About this task — Using the data below, repeat all of it precisely.

Data provided —

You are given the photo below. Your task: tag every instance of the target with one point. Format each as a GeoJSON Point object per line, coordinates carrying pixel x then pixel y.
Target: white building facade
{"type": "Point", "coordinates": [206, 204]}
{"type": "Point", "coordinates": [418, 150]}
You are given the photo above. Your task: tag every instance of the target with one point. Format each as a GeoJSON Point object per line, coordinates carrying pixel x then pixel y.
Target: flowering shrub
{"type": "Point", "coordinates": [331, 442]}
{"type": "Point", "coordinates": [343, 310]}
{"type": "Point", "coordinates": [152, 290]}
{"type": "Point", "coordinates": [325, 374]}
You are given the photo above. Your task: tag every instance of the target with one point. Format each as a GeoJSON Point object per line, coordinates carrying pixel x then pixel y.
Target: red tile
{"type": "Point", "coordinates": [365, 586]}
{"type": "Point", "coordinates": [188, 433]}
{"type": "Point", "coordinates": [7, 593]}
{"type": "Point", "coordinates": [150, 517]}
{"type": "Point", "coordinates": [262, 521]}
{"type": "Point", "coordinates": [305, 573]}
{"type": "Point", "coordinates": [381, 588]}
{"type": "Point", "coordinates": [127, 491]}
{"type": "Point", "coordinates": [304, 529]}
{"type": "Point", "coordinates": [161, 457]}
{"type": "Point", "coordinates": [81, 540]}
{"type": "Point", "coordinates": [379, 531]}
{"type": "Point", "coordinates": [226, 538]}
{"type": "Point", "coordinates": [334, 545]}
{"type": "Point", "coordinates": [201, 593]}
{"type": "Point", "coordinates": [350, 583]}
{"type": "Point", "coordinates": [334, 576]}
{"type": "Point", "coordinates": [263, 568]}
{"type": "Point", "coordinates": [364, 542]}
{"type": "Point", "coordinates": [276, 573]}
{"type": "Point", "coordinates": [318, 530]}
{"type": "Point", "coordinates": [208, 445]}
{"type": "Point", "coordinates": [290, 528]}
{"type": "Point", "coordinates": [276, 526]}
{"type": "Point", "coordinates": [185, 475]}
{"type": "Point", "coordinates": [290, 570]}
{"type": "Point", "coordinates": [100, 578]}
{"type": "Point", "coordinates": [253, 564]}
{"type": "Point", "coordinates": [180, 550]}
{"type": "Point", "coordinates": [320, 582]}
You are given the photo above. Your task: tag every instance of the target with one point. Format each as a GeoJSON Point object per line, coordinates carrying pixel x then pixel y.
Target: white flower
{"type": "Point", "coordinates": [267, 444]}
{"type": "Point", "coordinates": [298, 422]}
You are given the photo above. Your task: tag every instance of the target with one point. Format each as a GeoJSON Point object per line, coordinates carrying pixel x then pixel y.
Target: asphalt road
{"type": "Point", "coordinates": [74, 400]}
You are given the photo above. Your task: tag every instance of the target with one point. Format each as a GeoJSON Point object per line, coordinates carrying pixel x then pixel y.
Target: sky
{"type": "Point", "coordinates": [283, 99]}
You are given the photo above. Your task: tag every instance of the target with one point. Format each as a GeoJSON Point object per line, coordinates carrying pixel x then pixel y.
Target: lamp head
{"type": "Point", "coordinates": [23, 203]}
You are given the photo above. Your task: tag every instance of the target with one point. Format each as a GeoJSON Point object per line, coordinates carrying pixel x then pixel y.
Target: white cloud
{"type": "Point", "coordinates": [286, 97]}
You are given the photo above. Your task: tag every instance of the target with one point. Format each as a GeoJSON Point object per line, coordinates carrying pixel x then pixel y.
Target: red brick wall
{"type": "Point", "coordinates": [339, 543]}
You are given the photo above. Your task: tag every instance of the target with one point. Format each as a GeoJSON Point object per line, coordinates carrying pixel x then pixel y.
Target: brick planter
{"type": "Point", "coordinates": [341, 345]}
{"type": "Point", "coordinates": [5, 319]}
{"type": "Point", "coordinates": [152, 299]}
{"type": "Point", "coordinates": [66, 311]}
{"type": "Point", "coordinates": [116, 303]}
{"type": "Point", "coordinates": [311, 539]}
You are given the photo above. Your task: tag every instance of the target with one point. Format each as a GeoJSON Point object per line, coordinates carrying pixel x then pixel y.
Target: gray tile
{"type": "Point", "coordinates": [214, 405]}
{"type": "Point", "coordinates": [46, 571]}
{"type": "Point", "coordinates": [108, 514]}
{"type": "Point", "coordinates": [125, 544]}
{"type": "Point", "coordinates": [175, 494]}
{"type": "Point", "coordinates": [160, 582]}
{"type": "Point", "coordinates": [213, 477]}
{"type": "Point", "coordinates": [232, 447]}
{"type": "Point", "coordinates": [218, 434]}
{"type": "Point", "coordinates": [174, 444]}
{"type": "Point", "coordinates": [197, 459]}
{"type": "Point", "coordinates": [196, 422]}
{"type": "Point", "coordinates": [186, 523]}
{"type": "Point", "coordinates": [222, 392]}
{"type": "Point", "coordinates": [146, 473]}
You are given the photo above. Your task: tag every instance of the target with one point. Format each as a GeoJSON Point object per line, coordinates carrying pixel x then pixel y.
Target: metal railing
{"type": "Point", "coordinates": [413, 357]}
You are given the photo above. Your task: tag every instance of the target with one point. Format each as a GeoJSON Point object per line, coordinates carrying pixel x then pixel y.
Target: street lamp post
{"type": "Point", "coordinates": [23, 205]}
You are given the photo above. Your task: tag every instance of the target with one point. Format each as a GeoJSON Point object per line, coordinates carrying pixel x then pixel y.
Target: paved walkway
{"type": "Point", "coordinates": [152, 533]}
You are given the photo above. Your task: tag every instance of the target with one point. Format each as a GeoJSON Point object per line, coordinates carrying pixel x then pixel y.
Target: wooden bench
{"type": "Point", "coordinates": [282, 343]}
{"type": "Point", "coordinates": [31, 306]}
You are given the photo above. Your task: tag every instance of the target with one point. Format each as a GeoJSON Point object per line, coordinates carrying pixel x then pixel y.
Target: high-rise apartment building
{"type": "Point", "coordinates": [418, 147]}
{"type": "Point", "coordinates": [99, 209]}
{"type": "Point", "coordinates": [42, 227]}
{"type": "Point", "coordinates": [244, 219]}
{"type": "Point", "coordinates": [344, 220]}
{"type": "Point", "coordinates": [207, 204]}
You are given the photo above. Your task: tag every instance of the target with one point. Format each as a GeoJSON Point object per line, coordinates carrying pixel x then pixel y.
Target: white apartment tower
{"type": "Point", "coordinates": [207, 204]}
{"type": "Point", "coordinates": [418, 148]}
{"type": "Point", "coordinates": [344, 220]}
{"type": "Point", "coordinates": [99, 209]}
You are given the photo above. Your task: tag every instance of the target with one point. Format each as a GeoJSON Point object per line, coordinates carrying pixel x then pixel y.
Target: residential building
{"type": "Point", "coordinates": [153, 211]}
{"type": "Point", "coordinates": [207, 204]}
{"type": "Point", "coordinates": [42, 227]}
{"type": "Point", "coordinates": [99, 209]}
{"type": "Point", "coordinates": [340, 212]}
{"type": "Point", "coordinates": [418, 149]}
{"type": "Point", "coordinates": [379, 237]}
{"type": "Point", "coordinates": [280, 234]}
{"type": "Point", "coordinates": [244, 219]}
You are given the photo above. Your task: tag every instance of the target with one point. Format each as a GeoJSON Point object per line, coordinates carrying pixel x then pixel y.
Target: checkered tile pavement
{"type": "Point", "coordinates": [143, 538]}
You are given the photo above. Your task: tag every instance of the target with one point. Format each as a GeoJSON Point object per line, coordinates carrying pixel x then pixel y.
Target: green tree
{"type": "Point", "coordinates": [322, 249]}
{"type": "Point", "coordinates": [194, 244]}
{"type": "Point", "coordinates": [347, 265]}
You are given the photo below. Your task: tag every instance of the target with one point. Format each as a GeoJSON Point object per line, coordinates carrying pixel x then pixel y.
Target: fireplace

Result —
You are given the photo below. Your task: tag every instance of the target with one point. Format each as a GeoJSON Point object per line, coordinates carrying pixel x then pixel y.
Target: white building facade
{"type": "Point", "coordinates": [206, 204]}
{"type": "Point", "coordinates": [418, 150]}
You are given the photo above. Your task: tag every instance of the target with one point. Format each as a GeoJSON Point object per line, coordinates carrying pixel x then pixel y.
Target: flowering shrub
{"type": "Point", "coordinates": [331, 442]}
{"type": "Point", "coordinates": [343, 310]}
{"type": "Point", "coordinates": [152, 290]}
{"type": "Point", "coordinates": [325, 374]}
You are given the photo above. Your task: tag every instance of the target with one point. Format each as a GeoJSON Point object per line, coordinates carrying pixel x then pixel y.
Target: red tile
{"type": "Point", "coordinates": [365, 586]}
{"type": "Point", "coordinates": [188, 433]}
{"type": "Point", "coordinates": [7, 593]}
{"type": "Point", "coordinates": [150, 517]}
{"type": "Point", "coordinates": [262, 521]}
{"type": "Point", "coordinates": [305, 573]}
{"type": "Point", "coordinates": [381, 588]}
{"type": "Point", "coordinates": [127, 491]}
{"type": "Point", "coordinates": [304, 529]}
{"type": "Point", "coordinates": [161, 457]}
{"type": "Point", "coordinates": [81, 540]}
{"type": "Point", "coordinates": [379, 531]}
{"type": "Point", "coordinates": [226, 538]}
{"type": "Point", "coordinates": [334, 545]}
{"type": "Point", "coordinates": [201, 593]}
{"type": "Point", "coordinates": [350, 583]}
{"type": "Point", "coordinates": [334, 576]}
{"type": "Point", "coordinates": [263, 568]}
{"type": "Point", "coordinates": [364, 542]}
{"type": "Point", "coordinates": [276, 573]}
{"type": "Point", "coordinates": [318, 530]}
{"type": "Point", "coordinates": [208, 445]}
{"type": "Point", "coordinates": [290, 528]}
{"type": "Point", "coordinates": [276, 526]}
{"type": "Point", "coordinates": [185, 475]}
{"type": "Point", "coordinates": [290, 570]}
{"type": "Point", "coordinates": [100, 578]}
{"type": "Point", "coordinates": [253, 564]}
{"type": "Point", "coordinates": [180, 550]}
{"type": "Point", "coordinates": [320, 582]}
You are given the photo above. Your task: tag every instance of the target with one point. Format each as a GeoJSON Point object per line, coordinates carrying pixel x then pixel y.
Target: white flower
{"type": "Point", "coordinates": [267, 444]}
{"type": "Point", "coordinates": [298, 422]}
You are given the photo above. Your task: tag every instance of the target with one point. Format each as a GeoJSON Point object per line, coordinates carrying pixel x then pixel y.
Target: asphalt road
{"type": "Point", "coordinates": [74, 400]}
You are given the photo above. Your task: tag every instance of the target with one point. Format each as a GeoJSON Point object per line, coordinates carrying pixel x then pixel y.
Target: sky
{"type": "Point", "coordinates": [283, 99]}
You are given the photo above. Your task: tag every instance of the target with one point. Format each as a GeoJSON Point object per line, coordinates carrying pixel x then pixel y.
Target: lamp head
{"type": "Point", "coordinates": [23, 203]}
You are given the photo above. Your task: tag every instance of the target with one point. Format each as a GeoJSON Point object per line, coordinates carrying pixel x then pixel y.
Target: white cloud
{"type": "Point", "coordinates": [286, 97]}
You are given the photo above. Your task: tag every instance of the target with one point. Format each as a GeoJSON Point object per line, coordinates carrying pixel x then pixel y.
Target: red brick wall
{"type": "Point", "coordinates": [339, 543]}
You are given the photo above. Your task: tag every instance of the target with one point. Format each as a GeoJSON Point object per line, coordinates carrying pixel x then pixel y.
Target: brick planter
{"type": "Point", "coordinates": [341, 345]}
{"type": "Point", "coordinates": [5, 319]}
{"type": "Point", "coordinates": [152, 299]}
{"type": "Point", "coordinates": [66, 311]}
{"type": "Point", "coordinates": [116, 303]}
{"type": "Point", "coordinates": [311, 539]}
You are given the photo above. Your task: tag every instance of the target with one point. Format each as a GeoJSON Point object per line, coordinates carrying pixel x then pixel y.
Target: gray tile
{"type": "Point", "coordinates": [214, 405]}
{"type": "Point", "coordinates": [46, 571]}
{"type": "Point", "coordinates": [108, 514]}
{"type": "Point", "coordinates": [125, 544]}
{"type": "Point", "coordinates": [175, 494]}
{"type": "Point", "coordinates": [160, 582]}
{"type": "Point", "coordinates": [213, 477]}
{"type": "Point", "coordinates": [232, 447]}
{"type": "Point", "coordinates": [218, 434]}
{"type": "Point", "coordinates": [174, 444]}
{"type": "Point", "coordinates": [197, 459]}
{"type": "Point", "coordinates": [196, 422]}
{"type": "Point", "coordinates": [186, 523]}
{"type": "Point", "coordinates": [222, 392]}
{"type": "Point", "coordinates": [146, 473]}
You are given the photo above. Your task: tag every instance of the target with one point. Format each as a GeoJSON Point object per line, coordinates carrying pixel x then pixel y.
Target: metal railing
{"type": "Point", "coordinates": [413, 357]}
You are given the photo above. Your task: tag every instance of the target with one point. Format each as a GeoJSON Point object per line, coordinates carrying pixel x then pixel y.
Target: street lamp post
{"type": "Point", "coordinates": [23, 205]}
You are given the photo above. Your task: tag every instance of the target with one point. Format each as a GeoJSON Point object per line, coordinates carrying pixel x then pixel y.
Target: paved walkway
{"type": "Point", "coordinates": [152, 533]}
You are given the photo above. Your task: tag every instance of the target with one point. Format each as a GeoJSON Point object per line, coordinates carrying pixel x then pixel y.
Target: wooden bench
{"type": "Point", "coordinates": [282, 343]}
{"type": "Point", "coordinates": [31, 306]}
You are given the photo above. Your task: tag every instance of the target with one point. Format each as a GeoJSON Point object per line, coordinates carrying pixel x then pixel y.
Target: high-rise apartment building
{"type": "Point", "coordinates": [418, 147]}
{"type": "Point", "coordinates": [99, 209]}
{"type": "Point", "coordinates": [42, 227]}
{"type": "Point", "coordinates": [244, 219]}
{"type": "Point", "coordinates": [344, 220]}
{"type": "Point", "coordinates": [207, 204]}
You are given the photo above. Your task: tag every instance of the target with one point. Format each as a GeoJSON Point object per line, coordinates carrying pixel x then pixel y.
Target: white apartment tower
{"type": "Point", "coordinates": [207, 204]}
{"type": "Point", "coordinates": [418, 148]}
{"type": "Point", "coordinates": [344, 220]}
{"type": "Point", "coordinates": [99, 209]}
You are given the photo above. Your task: tag every instance of the target with one point. Format each as a GeoJSON Point object per line, coordinates carrying pixel x then pixel y.
Target: residential building
{"type": "Point", "coordinates": [153, 211]}
{"type": "Point", "coordinates": [207, 204]}
{"type": "Point", "coordinates": [42, 227]}
{"type": "Point", "coordinates": [99, 209]}
{"type": "Point", "coordinates": [340, 212]}
{"type": "Point", "coordinates": [418, 149]}
{"type": "Point", "coordinates": [379, 237]}
{"type": "Point", "coordinates": [280, 234]}
{"type": "Point", "coordinates": [244, 219]}
You are given the photo above. Your task: tag every instance of the target with one point. Format each as a GeoJSON Point object per line, coordinates carrying pixel x then pixel y.
Target: checkered tile pavement
{"type": "Point", "coordinates": [143, 538]}
You are given the photo above. Your task: tag every instance of the target with one point. Format each as a GeoJSON Point object per line, coordinates carrying pixel x then pixel y.
Target: green tree
{"type": "Point", "coordinates": [322, 249]}
{"type": "Point", "coordinates": [194, 244]}
{"type": "Point", "coordinates": [347, 265]}
You are given the photo below. Your task: tag every instance of the target with one point. Format each as a GeoJSON Point object per line, coordinates carrying pixel x then pixel y.
Target: fireplace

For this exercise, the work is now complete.